+++ SUPPLIED RECORDS +++
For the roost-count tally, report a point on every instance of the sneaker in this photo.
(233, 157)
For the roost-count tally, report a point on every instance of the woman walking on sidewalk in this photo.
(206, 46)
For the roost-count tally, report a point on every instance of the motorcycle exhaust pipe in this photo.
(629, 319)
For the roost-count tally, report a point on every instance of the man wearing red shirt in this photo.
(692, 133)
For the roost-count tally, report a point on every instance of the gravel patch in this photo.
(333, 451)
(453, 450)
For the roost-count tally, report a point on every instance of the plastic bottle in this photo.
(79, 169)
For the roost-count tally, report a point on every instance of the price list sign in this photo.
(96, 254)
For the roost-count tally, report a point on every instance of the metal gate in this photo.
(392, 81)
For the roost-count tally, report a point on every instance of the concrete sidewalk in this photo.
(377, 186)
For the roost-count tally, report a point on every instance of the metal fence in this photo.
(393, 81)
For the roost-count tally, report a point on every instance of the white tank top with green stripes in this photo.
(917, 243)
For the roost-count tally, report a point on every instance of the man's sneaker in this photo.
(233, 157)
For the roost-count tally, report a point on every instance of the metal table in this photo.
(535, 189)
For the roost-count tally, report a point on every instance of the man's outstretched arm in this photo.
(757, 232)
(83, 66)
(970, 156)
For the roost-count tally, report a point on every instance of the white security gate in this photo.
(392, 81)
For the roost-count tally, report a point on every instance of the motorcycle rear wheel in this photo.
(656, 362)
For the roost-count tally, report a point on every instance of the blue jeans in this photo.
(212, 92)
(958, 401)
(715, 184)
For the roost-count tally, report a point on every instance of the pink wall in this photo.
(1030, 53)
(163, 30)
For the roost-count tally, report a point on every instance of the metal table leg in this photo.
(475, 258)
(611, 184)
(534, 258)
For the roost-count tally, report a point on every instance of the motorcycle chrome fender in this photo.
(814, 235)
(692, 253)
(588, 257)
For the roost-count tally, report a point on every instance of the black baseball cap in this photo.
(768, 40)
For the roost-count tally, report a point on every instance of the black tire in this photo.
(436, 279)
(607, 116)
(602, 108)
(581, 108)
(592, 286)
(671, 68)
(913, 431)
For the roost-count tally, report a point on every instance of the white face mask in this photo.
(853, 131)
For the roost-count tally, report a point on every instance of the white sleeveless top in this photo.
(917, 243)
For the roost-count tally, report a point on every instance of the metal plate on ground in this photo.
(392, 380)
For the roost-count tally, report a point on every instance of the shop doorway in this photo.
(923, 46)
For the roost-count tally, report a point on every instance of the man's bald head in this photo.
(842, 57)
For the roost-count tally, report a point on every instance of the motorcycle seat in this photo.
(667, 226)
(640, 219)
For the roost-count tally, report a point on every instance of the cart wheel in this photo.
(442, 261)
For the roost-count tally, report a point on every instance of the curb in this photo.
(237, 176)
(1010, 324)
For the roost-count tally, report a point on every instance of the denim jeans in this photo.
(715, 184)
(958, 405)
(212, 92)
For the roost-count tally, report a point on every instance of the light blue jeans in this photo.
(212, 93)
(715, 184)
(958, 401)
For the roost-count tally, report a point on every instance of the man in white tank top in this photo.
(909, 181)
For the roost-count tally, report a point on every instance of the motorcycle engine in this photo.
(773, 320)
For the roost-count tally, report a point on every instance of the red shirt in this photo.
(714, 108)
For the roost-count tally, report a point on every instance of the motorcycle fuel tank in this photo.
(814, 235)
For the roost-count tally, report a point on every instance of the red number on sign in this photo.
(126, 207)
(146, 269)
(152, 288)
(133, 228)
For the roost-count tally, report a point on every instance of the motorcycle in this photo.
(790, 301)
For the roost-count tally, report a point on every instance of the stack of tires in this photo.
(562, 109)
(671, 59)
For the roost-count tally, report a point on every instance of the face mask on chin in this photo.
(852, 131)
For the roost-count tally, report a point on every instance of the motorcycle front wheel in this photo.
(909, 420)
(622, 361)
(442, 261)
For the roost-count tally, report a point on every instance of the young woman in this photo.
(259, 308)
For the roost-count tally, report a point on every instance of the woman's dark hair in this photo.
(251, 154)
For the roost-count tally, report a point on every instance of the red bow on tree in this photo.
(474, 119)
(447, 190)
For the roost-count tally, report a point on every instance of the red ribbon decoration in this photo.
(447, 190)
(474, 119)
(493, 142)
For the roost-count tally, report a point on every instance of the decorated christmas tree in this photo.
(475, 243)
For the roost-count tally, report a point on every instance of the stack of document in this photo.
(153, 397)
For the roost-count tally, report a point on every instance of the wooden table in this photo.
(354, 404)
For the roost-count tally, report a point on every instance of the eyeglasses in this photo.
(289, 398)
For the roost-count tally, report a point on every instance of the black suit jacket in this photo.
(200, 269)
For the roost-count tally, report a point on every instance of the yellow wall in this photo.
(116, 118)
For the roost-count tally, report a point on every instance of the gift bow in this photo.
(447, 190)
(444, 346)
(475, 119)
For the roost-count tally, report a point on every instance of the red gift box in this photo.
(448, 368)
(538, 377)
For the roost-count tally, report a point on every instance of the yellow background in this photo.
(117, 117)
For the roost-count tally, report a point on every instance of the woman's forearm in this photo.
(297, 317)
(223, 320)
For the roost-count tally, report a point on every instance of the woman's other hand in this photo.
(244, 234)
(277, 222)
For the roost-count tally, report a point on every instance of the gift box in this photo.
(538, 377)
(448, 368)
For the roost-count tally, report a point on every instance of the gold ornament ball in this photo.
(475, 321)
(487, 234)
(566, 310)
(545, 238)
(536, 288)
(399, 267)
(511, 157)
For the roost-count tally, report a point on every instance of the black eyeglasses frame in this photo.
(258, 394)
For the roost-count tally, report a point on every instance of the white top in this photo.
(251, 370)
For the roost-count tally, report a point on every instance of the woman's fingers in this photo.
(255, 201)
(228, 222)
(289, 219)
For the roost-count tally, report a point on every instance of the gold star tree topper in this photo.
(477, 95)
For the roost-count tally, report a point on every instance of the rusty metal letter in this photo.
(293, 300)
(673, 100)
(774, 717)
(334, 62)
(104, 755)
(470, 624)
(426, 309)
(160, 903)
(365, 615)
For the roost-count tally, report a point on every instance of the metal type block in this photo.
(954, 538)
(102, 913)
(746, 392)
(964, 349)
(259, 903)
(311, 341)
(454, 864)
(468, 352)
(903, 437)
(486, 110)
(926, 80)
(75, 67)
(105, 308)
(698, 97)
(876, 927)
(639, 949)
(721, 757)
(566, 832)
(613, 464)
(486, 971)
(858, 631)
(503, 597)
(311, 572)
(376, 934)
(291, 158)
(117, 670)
+++
+++ SUPPLIED RECORDS +++
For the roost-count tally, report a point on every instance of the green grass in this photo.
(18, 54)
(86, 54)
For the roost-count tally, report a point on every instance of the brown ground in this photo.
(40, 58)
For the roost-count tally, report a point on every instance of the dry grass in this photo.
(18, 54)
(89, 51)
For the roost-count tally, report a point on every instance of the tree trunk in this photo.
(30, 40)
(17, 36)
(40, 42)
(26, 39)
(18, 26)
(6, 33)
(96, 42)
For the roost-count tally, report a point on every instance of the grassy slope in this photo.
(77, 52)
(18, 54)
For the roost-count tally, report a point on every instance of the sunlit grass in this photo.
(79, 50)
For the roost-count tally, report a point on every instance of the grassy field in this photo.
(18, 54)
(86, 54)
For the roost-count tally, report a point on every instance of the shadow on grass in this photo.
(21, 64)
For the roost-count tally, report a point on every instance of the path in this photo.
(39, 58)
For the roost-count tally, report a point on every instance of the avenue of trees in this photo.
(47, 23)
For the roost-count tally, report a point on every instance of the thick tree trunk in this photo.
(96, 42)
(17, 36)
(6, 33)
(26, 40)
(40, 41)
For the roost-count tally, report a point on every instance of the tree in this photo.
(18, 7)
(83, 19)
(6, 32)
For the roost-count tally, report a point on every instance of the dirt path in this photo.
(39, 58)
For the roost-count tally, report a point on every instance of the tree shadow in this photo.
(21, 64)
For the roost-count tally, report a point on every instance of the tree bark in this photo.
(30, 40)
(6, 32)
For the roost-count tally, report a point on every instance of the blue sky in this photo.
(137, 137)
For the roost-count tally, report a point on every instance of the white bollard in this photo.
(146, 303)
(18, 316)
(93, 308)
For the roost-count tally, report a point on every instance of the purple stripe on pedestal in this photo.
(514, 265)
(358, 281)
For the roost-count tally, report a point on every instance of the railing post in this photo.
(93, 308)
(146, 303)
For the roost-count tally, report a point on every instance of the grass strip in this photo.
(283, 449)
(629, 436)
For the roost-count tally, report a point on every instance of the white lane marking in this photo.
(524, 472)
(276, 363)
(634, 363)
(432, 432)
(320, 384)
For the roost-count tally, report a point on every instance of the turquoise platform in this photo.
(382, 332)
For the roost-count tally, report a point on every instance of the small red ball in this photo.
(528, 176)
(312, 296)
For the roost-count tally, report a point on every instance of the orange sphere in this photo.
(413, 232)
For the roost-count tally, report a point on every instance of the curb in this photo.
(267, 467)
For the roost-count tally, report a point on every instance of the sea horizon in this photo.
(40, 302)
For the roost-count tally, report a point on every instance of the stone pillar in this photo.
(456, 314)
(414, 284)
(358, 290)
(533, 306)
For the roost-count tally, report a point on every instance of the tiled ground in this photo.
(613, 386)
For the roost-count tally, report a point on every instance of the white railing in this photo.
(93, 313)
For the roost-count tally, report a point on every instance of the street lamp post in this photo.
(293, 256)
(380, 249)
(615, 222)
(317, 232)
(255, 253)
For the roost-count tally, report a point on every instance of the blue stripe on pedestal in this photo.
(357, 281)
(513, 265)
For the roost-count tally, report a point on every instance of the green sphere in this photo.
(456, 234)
+++
YOUR GOAL -
Extract every line of the items above that contains the word "yellow".

FULL RESPONSE -
For the roost-count tally, report a point on every instance of the yellow wall in this photo.
For the roost-count tally, report a point on every instance of the yellow background in this photo.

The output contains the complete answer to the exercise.